== Text block

AI Speech & Keynote Review
Drop your script in. Four rival AIs test it for punch, pacing and credibility, then hand back the version that lands.
A tightened structure, a stronger opening and ending, and the cuts to make.
Signed off by an independent Final QA audit — with a “verify before you rely on this” list, never a black box.
Why this team
Talks fail in the writing room, not on the stage: too many messages, an opening that warms up instead of striking, an ending that trails off into thanks. The Storyteller finds the arc, Barack Obama’s seat brings the discipline of one message built to carry a room, and Hemingway cuts every sentence that exists to impress the speaker rather than move the audience. The Copywriter sharpens the lines that must be quotable, the Creative Director stages how it lands in the room, and the End-User Advocate sits in row twelve, checking their phone the moment the talk stops earning attention.
Each seat runs on a different frontier model — GPT, Claude, Gemini, Grok — so it’s a genuine cross-model review, not one AI in costumes. How a run works →
What the debate sounds like
An illustrative excerpt — A CTO has eighteen minutes at an industry conference to argue that her field’s obsession with scale is producing fragile systems — and her current draft opens with thanking the organisers and an agenda slide.

====
== Record extracts

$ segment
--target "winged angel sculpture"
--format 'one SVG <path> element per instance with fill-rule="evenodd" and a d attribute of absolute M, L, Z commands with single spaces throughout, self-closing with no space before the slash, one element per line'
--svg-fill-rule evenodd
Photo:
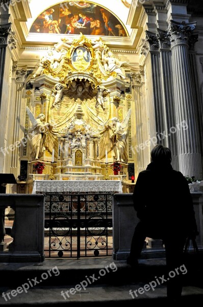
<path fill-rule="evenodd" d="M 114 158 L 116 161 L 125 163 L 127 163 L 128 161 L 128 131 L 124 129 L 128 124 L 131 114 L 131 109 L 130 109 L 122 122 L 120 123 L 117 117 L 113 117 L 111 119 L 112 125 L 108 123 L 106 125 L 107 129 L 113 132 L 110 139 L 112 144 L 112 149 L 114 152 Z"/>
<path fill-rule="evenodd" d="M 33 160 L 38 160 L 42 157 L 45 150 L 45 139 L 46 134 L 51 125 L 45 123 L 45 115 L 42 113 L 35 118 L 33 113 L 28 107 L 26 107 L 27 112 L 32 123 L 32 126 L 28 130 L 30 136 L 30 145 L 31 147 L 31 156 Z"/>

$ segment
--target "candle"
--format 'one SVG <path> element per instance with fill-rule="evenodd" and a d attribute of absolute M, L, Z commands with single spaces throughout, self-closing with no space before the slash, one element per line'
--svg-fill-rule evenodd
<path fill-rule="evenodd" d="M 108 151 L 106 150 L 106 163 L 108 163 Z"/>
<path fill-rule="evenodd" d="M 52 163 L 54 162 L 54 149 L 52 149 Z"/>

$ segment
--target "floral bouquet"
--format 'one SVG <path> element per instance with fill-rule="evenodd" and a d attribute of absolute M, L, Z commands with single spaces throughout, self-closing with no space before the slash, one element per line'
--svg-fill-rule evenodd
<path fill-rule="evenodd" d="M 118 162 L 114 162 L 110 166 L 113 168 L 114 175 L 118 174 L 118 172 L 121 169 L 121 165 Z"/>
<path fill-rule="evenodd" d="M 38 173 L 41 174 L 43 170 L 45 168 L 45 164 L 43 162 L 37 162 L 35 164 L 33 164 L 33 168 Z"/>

====
== Record extracts

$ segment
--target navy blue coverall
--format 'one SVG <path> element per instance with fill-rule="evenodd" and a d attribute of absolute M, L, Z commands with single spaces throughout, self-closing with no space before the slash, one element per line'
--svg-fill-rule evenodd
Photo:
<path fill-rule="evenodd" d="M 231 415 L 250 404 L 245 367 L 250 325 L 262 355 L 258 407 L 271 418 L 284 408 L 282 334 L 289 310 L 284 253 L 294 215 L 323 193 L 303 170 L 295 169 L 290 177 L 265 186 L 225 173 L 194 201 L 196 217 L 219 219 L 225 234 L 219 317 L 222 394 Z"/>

====

Instructions |
1) Repeat the passage of the speech review page that opens with the words containing "AI Speech &" and closes with "a black box.".
2) Write the next part of the speech review page, picking up right after its last sentence.

Answers |
1)
AI Speech & Keynote Review
Drop your script in. Four rival AIs test it for punch, pacing and credibility, then hand back the version that lands.
A tightened structure, a stronger opening and ending, and the cuts to make.
Signed off by an independent Final QA audit — with a “verify before you rely on this” list, never a black box.

2)
Find the one sentence, because right now there are four. “We are building bigger systems and weaker ones” — that is the speech. Every story, every number, every laugh must serve that sentence or leave the draft. And the opening thanks the organisers for thirty seconds you never get back: gratitude belongs at the end, when they have a reason to feel it. Open inside the argument.
The material contains its own opening and the draft buries it in the middle: the 3 a.m. outage story — the one where the redundant system failed redundantly. Start there, in the moment, present tense, no context. The audience will lean in wondering why it matters, and the talk becomes the answer. The agenda slide is structure showing through the drywall; the story is the structure.
From row twelve: minutes six through eleven are three consecutive case studies proving the same point, and I am on my phone during the second one. One case study proves; a second one insists; a third apologises. Cut to the strongest, and spend the recovered four minutes on the thing the room actually came for — what to do about it — which the current draft compresses into ninety seconds at the end.
Questions
What should I submit — the script, the slides, or bullet points?
The script or full outline plus the occasion: audience, setting, time limit, and what you want them to think, feel or do afterwards. Slides help if they carry your structure. The time limit matters most — the honest finding in most reviews is that the draft is a thirty-minute talk wearing an eighteen-minute slot.
Can it help with delivery, or only the writing?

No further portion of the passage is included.